START

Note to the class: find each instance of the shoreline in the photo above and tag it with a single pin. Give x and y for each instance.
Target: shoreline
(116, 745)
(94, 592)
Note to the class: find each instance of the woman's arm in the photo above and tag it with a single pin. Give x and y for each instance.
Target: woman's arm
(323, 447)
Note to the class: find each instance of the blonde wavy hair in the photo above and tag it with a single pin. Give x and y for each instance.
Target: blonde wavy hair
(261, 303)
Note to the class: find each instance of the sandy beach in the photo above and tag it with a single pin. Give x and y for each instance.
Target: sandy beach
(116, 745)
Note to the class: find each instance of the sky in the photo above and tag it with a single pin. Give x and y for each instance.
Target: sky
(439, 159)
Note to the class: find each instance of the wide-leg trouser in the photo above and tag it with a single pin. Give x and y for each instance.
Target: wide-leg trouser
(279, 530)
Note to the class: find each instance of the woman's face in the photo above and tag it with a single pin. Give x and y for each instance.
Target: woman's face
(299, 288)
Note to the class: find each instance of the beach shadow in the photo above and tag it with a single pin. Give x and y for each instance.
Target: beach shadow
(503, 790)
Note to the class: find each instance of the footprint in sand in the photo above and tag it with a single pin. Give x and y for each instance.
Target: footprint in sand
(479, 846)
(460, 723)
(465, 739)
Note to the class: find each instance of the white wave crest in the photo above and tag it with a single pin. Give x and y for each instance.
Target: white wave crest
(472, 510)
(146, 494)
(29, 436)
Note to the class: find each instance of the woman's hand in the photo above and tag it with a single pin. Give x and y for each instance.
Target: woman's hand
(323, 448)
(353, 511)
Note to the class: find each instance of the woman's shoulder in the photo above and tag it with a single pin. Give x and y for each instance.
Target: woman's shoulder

END

— Exercise prompt —
Set out every line above as a numbered list, leaving out any blank lines.

— Written solution —
1. Note to the class: find each instance of the shoreline in the photo above and tag it with a single pin. Give x and y for each instance.
2. Target: shoreline
3. (116, 745)
4. (94, 592)
5. Note to the class: find each instance of the woman's arm in the photo above and tag it with a single pin. Give x and y for each instance.
6. Target: woman's arm
7. (323, 447)
8. Note to the class: find each instance of the blonde wavy hair in the photo above and tag it with a single pin. Give x and y for each instance.
9. Target: blonde wavy hair
10. (261, 303)
11. Note to the class: find each instance of the sandy beach in the photo above and tag it with a single pin. Give x and y for each instance.
12. Target: sandy beach
13. (116, 745)
14. Note to the class: find each instance of the sky in the photo above and tag it with a single pin. Give x and y for each instance.
15. Target: sky
16. (439, 159)
17. Note to the class: find each instance of the wide-leg trouser in the photo above and tag it with a single pin. Give x and y for each instance.
18. Target: wide-leg trouser
19. (279, 530)
20. Note to the class: find each instance of the woman's face in the photo above and tag it with a single pin. Give x and y for each instance.
21. Target: woman's face
22. (299, 288)
23. Note to the class: find each instance of the beach shadow in the photo above and tag it with a single pin. Give x and y for each instance.
24. Target: beach shadow
25. (503, 790)
26. Note to the class: find each instance of the footprint in sand in the photo above and tag it with a single pin. Give x and y for each instance.
27. Target: footprint in sand
28. (479, 846)
29. (460, 723)
30. (465, 739)
31. Note to the class: find each instance of the white wave crest in the photo above and tag it with a single pin. Give x and y for each instance.
32. Target: white wave crest
33. (472, 510)
34. (146, 494)
35. (29, 436)
36. Note to the class: find each instance of the woman's hand in the photo above and tag it with a single pin. Give x and y for each instance.
37. Target: woman's hand
38. (323, 448)
39. (353, 511)
40. Note to the class: find each instance of the woman's shoulder in the photo above and tag it with a single pin. Give x and y for each instance.
41. Target: woman's shoulder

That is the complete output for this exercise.